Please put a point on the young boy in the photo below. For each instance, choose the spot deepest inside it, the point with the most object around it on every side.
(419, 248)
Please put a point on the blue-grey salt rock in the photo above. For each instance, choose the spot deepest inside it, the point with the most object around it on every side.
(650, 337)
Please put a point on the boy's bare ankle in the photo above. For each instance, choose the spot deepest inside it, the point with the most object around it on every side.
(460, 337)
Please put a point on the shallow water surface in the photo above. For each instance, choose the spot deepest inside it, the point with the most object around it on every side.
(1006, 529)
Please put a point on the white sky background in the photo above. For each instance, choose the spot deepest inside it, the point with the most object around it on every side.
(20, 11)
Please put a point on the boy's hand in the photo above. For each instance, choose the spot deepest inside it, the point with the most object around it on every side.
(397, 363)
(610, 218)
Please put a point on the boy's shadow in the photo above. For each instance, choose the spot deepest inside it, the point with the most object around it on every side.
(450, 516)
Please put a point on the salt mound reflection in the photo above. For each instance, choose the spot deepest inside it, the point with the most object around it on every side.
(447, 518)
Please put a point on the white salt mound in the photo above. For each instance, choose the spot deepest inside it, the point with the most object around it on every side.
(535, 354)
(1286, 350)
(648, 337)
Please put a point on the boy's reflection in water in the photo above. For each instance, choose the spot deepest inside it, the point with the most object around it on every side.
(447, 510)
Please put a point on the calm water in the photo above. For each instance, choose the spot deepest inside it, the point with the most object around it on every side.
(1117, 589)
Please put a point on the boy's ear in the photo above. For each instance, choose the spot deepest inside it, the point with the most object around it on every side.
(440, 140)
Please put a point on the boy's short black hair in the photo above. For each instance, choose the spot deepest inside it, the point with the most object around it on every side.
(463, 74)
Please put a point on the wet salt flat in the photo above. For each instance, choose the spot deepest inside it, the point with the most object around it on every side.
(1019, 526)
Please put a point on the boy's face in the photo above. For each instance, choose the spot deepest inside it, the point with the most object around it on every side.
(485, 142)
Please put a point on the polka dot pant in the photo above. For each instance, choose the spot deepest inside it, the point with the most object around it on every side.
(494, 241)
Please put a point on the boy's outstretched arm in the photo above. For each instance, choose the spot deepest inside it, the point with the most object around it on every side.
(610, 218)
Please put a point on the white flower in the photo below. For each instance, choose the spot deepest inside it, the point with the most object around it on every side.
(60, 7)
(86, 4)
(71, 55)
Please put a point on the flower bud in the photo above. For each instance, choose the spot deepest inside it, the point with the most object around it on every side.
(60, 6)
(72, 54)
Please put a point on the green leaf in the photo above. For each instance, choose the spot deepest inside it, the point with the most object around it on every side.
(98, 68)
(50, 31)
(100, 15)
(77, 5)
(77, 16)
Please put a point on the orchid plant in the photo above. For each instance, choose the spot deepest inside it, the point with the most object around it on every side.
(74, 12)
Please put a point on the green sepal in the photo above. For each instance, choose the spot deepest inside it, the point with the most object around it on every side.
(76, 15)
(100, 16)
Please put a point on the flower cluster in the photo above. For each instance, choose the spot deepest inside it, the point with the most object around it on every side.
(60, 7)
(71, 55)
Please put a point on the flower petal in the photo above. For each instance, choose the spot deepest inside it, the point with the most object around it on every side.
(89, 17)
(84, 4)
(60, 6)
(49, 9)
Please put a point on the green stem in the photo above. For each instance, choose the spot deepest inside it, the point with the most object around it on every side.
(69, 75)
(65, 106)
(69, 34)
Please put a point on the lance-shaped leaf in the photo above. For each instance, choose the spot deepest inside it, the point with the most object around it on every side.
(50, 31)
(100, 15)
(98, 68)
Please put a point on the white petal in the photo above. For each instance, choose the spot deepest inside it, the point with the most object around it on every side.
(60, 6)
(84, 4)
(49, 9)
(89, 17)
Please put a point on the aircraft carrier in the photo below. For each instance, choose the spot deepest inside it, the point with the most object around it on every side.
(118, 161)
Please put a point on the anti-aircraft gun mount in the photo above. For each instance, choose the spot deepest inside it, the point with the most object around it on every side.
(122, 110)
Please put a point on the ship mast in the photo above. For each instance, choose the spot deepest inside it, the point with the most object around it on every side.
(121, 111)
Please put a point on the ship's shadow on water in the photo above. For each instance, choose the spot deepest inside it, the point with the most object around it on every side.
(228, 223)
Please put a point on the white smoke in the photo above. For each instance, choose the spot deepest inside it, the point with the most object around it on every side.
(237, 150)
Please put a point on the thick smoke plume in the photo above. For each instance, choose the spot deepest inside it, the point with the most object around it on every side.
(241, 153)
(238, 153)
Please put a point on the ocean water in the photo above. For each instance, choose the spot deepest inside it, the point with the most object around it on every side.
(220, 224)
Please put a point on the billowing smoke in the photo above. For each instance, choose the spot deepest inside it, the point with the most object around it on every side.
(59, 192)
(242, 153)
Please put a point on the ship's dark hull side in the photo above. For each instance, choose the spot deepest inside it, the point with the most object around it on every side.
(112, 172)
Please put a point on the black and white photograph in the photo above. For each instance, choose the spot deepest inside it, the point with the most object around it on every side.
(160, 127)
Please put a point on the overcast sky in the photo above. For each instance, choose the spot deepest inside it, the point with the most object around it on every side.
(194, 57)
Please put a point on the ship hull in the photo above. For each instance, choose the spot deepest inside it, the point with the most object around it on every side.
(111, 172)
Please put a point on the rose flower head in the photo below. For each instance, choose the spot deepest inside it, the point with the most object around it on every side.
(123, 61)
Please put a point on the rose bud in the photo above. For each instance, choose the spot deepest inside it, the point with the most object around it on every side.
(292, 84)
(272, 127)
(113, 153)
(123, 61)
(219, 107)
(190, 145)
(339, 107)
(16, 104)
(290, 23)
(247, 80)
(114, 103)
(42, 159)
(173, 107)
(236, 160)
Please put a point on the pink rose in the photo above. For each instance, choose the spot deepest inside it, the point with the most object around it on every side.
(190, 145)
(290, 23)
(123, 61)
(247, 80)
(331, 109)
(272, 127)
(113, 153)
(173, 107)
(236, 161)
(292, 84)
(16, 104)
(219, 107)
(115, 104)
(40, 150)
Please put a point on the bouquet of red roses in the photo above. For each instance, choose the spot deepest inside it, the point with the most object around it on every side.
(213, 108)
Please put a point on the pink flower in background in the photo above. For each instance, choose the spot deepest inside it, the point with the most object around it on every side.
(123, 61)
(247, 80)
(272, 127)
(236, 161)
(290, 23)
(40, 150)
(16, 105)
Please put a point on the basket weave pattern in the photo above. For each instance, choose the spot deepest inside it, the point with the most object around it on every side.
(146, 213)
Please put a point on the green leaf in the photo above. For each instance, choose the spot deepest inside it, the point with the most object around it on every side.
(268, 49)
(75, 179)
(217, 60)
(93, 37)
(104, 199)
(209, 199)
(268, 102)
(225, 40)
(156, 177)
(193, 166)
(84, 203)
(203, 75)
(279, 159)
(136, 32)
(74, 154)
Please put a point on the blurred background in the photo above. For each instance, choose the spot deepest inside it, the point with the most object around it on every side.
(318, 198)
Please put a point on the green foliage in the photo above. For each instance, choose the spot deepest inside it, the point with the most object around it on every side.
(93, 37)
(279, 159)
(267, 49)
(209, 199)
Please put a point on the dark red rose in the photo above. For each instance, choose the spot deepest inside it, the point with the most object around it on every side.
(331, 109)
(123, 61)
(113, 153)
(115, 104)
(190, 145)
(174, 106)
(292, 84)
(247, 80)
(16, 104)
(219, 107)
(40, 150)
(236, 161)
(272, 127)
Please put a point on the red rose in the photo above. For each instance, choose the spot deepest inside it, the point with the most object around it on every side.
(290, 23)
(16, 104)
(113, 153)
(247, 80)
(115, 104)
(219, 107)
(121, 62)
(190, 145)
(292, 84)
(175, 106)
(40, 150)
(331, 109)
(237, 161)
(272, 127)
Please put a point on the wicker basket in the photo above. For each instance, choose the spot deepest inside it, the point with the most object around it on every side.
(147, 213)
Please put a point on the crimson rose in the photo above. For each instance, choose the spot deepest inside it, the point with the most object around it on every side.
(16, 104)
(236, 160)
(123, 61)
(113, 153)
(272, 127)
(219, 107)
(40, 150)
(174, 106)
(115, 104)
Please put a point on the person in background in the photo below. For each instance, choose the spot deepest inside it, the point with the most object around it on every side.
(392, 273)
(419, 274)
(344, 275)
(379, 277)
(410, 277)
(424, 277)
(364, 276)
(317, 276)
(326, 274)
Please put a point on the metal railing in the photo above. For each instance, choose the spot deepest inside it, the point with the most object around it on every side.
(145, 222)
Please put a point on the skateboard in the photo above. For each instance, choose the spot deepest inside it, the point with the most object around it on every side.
--
WORK TO COMPLETE | Exactly as written, give the line containing "Please put a point on the blurred" and all remaining lines of the records.

FINAL RESULT |
Please put a point on the blurred background in the photo above. For each instance, choose the spot deepest inside it, the point with the most object around it on every side.
(318, 198)
Please put a point on the green foliage in the photo above. For each instance, choose the spot deepest inside it, the point with the most object around it on every side.
(93, 37)
(279, 159)
(267, 49)
(209, 199)
Please put a point on the dark red rose in the photo above. For each instance, choose the spot deepest inside it, the point with the most object around it on every side.
(331, 109)
(123, 61)
(113, 153)
(115, 104)
(190, 145)
(174, 106)
(292, 84)
(247, 80)
(16, 104)
(219, 107)
(40, 150)
(236, 161)
(272, 127)
Please put a point on the red rose in the photo above. For each instance, choose the spot deepest inside it, the point with the most object around it on every side.
(290, 23)
(16, 104)
(113, 153)
(247, 80)
(115, 104)
(219, 107)
(121, 62)
(190, 145)
(292, 84)
(175, 106)
(40, 150)
(331, 109)
(237, 161)
(272, 127)
Please put a point on the wicker basket in the photo above. For each instance, choose the spot deepest inside it, the point with the most object around it on every side.
(147, 213)
Please put a point on the crimson rose in the photo above. For each instance, choose the spot deepest inside it, the point with the most object around it on every side.
(16, 104)
(236, 160)
(123, 61)
(113, 153)
(272, 127)
(219, 107)
(40, 150)
(174, 106)
(115, 104)
Please put a point on the person in background in the photo below. For each instance, choose the spot deepest inside it, the point with the most object around it on every side.
(392, 273)
(419, 274)
(344, 275)
(379, 277)
(410, 277)
(424, 277)
(364, 276)
(317, 276)
(326, 274)
Please put a point on the metal railing in the photo above. For each instance, choose the spot deepest inside it, the point with the most object around it on every side.
(145, 222)
Please put a point on the skateboard in the photo above. For each instance, choose the spot deepest inside it, the point with the most object around it on every side.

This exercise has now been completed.